## SELECTED PASSAGE
-- begin --

The poems included here date from somewhat after the midpoint of the T'ang Dynasty, from the mid-8th to the mid-9th century AD, and were authored by a variety of poets from various parts of China. That range of time and space means that this collection doesn't focus on a single poetic scene or region, so don't imagine that it's akin to a sampling of Lost Generation authors or Beat poets or anything that unified. Without a single theme, each poem can stand more or less on its own, which gives an air of discovery to the reading process, each turn of the page beginning a a new struggle for understanding.

-- end --

## GOAL A
Write out the passage on T'ang Dynasty poems in full, word for word.

## ENTRIES SUPPLIED
-- begin --

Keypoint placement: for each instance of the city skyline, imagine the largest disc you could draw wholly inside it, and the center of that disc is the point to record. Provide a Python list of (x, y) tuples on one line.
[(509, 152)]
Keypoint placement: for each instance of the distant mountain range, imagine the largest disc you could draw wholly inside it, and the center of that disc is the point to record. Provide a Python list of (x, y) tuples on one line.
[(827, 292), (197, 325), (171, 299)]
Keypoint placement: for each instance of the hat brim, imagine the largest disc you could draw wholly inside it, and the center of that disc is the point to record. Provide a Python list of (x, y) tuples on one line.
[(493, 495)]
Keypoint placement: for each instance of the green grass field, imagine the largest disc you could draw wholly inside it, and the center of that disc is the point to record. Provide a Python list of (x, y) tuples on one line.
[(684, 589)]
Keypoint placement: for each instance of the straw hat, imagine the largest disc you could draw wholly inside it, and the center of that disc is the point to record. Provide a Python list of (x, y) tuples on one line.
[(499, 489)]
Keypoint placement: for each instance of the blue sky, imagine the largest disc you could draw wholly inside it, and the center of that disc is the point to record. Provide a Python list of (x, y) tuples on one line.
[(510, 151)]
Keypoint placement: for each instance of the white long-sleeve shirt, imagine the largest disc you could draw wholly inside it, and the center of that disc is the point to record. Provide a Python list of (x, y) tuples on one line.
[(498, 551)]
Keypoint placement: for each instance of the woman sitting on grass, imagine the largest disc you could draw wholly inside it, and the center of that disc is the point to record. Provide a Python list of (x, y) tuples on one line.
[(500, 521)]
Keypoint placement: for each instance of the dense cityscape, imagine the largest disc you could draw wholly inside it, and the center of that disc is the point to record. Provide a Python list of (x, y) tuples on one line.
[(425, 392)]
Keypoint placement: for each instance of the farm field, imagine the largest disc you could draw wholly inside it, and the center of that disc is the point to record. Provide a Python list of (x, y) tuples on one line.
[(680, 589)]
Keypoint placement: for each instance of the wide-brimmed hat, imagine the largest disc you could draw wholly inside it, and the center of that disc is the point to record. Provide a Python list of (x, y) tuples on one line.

-- end --

## GOAL B
Extract, verbatim, everything in the rows from the very first line down to the line containing "[(500, 521)]", both included.

## COMPLETE OUTPUT A
The poems included here date from somewhat after the midpoint of the T'ang Dynasty, from the mid-8th to the mid-9th century AD, and were authored by a variety of poets from various parts of China. That range of time and space means that this collection doesn't focus on a single poetic scene or region, so don't imagine that it's akin to a sampling of Lost Generation authors or Beat poets or anything that unified. Without a single theme, each poem can stand more or less on its own, which gives an air of discovery to the reading process, each turn of the page beginning a a new struggle for understanding.

## COMPLETE OUTPUT B
Keypoint placement: for each instance of the city skyline, imagine the largest disc you could draw wholly inside it, and the center of that disc is the point to record. Provide a Python list of (x, y) tuples on one line.
[(509, 152)]
Keypoint placement: for each instance of the distant mountain range, imagine the largest disc you could draw wholly inside it, and the center of that disc is the point to record. Provide a Python list of (x, y) tuples on one line.
[(827, 292), (197, 325), (171, 299)]
Keypoint placement: for each instance of the hat brim, imagine the largest disc you could draw wholly inside it, and the center of that disc is the point to record. Provide a Python list of (x, y) tuples on one line.
[(493, 495)]
Keypoint placement: for each instance of the green grass field, imagine the largest disc you could draw wholly inside it, and the center of that disc is the point to record. Provide a Python list of (x, y) tuples on one line.
[(684, 589)]
Keypoint placement: for each instance of the straw hat, imagine the largest disc you could draw wholly inside it, and the center of that disc is the point to record. Provide a Python list of (x, y) tuples on one line.
[(499, 489)]
Keypoint placement: for each instance of the blue sky, imagine the largest disc you could draw wholly inside it, and the center of that disc is the point to record. Provide a Python list of (x, y) tuples on one line.
[(510, 151)]
Keypoint placement: for each instance of the white long-sleeve shirt, imagine the largest disc you could draw wholly inside it, and the center of that disc is the point to record. Provide a Python list of (x, y) tuples on one line.
[(498, 551)]
Keypoint placement: for each instance of the woman sitting on grass, imagine the largest disc you could draw wholly inside it, and the center of that disc is the point to record. Provide a Python list of (x, y) tuples on one line.
[(500, 521)]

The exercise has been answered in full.